### Requisito 1
De acordo com a notícia sobre a reinauguração da biblioteca do STJ, quantas obras reúne a Coleção Célio Borja?
### Requisito 2
Resuma em duas frases a notícia sobre a reinauguração da biblioteca do STJ.

### Texto da página
* * * * * * *
O advogado e escritor Antônio Campos participou, nesta semana, da reinauguração da biblioteca do Superior Tribunal de Justiça, em Brasília. O espaço foi reaberto após passar por um processo de reforma e modernização, com melhorias voltadas à preservação do acervo, acessibilidade e melhores condições para estudo e pesquisa.
A cerimônia também marcou a apresentação da Coleção Célio Borja, recém-incorporada ao acervo da biblioteca. O conjunto reúne cerca de seis mil obras fundamentais do Direito, abrangendo publicações do século XVII até os dias atuais, pertencentes ao ex-ministro do Supremo Tribunal Federal.
Entre os destaques está a exposição de um exemplar raro da obra Commentariorum Juris Civilis, de Nicolai Vigelius, impresso em 1562 na Universidade de Heidelberg, peça considerada um marco do pensamento jurídico ocidental.
Para Antônio Campos, o momento reforça a importância da valorização da memória jurídica no país.
“A reinauguração da biblioteca do STJ simboliza o compromisso com a preservação do conhecimento e o fortalecimento da cultura jurídica brasileira. Trata-se de um espaço essencial para pesquisadores, estudantes e operadores do Direito”, afirmou.
A reabertura do equipamento consolida o papel das instituições judiciais na promoção da cultura, da educação e da história do Direito no Brasil.
* * * * * * *
### Registros selecionados
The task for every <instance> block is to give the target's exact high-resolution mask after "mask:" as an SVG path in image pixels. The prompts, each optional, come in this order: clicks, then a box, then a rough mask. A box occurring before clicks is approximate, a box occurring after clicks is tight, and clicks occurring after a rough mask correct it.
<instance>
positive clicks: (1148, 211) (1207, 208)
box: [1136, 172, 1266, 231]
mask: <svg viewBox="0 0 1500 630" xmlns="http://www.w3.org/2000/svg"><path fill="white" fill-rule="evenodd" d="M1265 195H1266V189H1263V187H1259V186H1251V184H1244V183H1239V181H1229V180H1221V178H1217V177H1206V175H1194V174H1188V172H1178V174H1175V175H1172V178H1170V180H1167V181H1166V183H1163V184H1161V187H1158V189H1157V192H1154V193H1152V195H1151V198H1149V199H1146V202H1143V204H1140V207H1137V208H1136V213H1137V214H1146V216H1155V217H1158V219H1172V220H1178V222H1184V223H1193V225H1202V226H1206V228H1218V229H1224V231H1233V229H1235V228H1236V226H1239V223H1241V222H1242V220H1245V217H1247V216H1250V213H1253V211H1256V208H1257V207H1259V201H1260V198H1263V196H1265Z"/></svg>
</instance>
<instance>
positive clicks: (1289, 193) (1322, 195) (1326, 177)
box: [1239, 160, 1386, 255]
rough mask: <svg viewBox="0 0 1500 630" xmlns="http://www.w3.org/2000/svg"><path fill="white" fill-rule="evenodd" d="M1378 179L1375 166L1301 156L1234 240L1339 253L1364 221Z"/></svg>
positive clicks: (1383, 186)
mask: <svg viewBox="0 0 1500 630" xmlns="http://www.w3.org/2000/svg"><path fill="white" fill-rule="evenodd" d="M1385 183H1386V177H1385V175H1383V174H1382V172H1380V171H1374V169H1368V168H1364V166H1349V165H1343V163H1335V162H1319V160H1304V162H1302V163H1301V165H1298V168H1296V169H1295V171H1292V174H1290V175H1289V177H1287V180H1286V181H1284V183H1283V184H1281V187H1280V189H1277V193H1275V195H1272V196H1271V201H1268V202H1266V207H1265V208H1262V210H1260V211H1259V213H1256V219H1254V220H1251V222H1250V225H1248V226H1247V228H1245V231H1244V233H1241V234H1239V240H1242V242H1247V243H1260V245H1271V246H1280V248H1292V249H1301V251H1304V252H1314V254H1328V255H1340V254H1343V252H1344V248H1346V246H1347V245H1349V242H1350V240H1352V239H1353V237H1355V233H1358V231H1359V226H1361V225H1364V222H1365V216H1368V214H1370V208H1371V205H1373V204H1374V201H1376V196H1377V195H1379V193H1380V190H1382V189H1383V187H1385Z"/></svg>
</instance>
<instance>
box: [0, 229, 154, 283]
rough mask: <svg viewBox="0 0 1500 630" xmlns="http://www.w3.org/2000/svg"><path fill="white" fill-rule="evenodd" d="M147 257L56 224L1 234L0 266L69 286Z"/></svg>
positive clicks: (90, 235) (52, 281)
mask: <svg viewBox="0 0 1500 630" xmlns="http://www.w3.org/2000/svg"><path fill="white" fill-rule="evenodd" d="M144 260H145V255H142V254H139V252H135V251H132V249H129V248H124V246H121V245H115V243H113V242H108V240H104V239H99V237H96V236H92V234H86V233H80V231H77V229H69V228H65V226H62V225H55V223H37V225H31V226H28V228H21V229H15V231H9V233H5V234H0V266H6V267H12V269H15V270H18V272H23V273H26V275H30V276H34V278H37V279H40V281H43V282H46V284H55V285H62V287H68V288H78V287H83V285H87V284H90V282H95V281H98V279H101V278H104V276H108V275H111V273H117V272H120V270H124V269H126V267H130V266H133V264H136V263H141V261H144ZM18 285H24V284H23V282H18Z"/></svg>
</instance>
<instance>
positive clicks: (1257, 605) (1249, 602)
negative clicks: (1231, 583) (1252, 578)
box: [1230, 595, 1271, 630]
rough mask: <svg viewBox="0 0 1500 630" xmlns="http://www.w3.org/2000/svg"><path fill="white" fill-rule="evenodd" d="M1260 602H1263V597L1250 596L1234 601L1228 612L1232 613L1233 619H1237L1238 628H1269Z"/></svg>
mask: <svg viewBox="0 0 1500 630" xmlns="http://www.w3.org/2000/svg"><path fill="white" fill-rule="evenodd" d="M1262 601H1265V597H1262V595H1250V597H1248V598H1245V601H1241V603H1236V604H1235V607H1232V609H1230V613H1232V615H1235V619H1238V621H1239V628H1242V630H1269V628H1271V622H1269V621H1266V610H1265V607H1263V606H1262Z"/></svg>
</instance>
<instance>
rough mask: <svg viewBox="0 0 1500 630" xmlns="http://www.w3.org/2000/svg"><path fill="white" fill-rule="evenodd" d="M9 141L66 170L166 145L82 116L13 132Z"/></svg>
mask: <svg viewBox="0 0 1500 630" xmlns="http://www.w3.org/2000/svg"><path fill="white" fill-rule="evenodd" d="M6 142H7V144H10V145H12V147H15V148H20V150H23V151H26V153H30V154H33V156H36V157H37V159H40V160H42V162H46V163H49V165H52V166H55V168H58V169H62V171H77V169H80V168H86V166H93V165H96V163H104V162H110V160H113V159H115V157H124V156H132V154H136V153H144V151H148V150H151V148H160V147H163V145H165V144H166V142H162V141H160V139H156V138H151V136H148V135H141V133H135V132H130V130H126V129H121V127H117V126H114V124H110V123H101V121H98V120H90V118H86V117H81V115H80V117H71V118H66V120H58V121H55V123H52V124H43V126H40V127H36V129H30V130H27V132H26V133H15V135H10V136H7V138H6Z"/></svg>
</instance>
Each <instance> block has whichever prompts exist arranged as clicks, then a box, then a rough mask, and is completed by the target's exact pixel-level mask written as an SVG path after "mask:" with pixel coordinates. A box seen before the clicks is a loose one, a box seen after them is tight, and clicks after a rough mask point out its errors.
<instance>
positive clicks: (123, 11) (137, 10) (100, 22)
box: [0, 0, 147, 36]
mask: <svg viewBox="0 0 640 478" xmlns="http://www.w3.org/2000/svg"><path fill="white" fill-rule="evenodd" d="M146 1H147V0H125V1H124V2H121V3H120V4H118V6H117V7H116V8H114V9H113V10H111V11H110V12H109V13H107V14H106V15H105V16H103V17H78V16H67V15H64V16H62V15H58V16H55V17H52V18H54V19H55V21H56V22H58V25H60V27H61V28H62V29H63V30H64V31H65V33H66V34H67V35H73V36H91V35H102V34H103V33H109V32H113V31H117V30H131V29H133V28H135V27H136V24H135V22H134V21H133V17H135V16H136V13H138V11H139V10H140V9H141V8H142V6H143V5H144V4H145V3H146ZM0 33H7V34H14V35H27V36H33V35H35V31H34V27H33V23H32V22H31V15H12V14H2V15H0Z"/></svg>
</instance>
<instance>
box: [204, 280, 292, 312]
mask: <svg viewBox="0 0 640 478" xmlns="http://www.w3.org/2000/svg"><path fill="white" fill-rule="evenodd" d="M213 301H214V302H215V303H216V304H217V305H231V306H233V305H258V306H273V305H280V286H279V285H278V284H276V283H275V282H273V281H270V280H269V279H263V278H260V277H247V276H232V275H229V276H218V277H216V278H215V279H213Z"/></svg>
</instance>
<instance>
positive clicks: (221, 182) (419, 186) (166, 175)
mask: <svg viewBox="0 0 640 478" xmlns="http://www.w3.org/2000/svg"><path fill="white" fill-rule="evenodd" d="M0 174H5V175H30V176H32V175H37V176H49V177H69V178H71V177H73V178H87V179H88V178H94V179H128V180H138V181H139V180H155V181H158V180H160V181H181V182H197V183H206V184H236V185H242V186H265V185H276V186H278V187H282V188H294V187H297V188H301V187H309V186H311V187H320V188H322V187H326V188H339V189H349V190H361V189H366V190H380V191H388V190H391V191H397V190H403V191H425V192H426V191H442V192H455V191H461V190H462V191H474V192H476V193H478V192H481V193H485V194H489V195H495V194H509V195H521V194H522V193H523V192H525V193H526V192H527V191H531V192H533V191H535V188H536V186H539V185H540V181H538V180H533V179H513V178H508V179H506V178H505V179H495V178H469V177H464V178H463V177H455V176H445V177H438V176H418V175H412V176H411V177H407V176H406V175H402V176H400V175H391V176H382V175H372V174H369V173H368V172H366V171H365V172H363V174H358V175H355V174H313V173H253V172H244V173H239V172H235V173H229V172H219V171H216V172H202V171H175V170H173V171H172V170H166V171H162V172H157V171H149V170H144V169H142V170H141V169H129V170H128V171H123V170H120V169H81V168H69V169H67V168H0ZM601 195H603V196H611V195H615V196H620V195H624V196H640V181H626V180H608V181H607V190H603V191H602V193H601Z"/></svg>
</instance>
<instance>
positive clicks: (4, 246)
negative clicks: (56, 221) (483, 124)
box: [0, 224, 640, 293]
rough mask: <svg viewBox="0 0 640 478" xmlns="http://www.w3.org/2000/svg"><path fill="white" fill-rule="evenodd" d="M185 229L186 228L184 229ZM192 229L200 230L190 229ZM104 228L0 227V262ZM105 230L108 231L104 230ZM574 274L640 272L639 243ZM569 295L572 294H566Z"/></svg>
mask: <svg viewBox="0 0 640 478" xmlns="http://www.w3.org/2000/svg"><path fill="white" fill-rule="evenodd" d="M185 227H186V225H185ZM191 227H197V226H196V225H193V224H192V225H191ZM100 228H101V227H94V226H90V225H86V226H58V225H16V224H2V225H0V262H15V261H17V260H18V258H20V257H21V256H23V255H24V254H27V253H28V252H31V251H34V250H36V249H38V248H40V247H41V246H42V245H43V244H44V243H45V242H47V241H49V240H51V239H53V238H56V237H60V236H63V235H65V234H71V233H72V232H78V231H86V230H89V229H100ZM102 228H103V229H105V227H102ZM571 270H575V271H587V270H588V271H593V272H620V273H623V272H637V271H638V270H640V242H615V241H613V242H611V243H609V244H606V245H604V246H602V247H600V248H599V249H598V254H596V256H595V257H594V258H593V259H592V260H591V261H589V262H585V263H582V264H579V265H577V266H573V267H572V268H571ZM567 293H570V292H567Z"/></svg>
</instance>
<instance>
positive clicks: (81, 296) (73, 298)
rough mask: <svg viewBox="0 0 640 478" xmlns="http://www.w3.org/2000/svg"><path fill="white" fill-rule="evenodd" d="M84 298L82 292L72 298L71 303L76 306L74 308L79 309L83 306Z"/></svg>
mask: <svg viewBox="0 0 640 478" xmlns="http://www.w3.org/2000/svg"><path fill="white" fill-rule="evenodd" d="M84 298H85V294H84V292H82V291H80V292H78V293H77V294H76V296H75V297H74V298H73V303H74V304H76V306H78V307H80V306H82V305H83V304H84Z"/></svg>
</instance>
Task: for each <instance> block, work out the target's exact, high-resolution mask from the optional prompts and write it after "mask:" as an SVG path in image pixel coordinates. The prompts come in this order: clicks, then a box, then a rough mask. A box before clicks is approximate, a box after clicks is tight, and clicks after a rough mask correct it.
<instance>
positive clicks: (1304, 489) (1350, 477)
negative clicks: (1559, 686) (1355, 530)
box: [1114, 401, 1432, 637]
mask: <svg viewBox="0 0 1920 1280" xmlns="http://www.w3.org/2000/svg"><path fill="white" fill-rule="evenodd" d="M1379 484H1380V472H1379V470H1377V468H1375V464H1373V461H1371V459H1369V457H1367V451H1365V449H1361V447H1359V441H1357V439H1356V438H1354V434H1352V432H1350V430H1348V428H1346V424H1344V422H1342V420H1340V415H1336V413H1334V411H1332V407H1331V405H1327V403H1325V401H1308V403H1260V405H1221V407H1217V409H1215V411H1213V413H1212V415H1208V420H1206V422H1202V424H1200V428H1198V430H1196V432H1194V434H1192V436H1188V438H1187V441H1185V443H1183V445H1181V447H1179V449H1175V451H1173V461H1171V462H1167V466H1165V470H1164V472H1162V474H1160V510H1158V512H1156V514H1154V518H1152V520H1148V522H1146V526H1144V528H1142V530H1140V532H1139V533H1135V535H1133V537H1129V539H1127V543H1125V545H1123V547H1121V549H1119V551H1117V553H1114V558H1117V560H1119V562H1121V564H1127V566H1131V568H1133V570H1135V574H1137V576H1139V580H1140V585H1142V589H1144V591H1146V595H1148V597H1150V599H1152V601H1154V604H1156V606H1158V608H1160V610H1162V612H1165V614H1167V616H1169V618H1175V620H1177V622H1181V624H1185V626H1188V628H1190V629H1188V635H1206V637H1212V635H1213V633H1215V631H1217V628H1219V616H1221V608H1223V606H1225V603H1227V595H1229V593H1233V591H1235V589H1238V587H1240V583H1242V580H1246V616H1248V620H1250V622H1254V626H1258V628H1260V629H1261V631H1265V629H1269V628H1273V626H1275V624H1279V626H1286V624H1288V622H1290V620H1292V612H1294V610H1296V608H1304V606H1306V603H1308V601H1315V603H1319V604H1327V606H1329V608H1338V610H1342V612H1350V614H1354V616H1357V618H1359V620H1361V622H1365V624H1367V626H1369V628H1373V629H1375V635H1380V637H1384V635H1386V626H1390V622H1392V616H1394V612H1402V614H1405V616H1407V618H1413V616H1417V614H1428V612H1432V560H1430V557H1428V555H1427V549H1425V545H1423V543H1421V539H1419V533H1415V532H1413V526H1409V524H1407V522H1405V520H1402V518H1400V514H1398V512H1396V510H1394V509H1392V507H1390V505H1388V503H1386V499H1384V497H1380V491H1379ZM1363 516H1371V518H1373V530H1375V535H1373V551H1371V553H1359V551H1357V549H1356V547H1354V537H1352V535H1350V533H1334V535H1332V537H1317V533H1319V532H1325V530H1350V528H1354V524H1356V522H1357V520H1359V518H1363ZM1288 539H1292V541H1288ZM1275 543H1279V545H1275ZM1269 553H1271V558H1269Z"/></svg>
* * * * * * *
### Resultado da tarefa 1
Cerca de seis mil obras.

### Resultado da tarefa 2
A biblioteca do Superior Tribunal de Justiça, em Brasília, foi reinaugurada após reforma e modernização, em cerimônia que contou com a participação do advogado e escritor Antônio Campos. O evento apresentou a Coleção Célio Borja, com cerca de seis mil obras de Direito do século XVII aos dias atuais, e Campos destacou a importância da valorização da memória jurídica no país.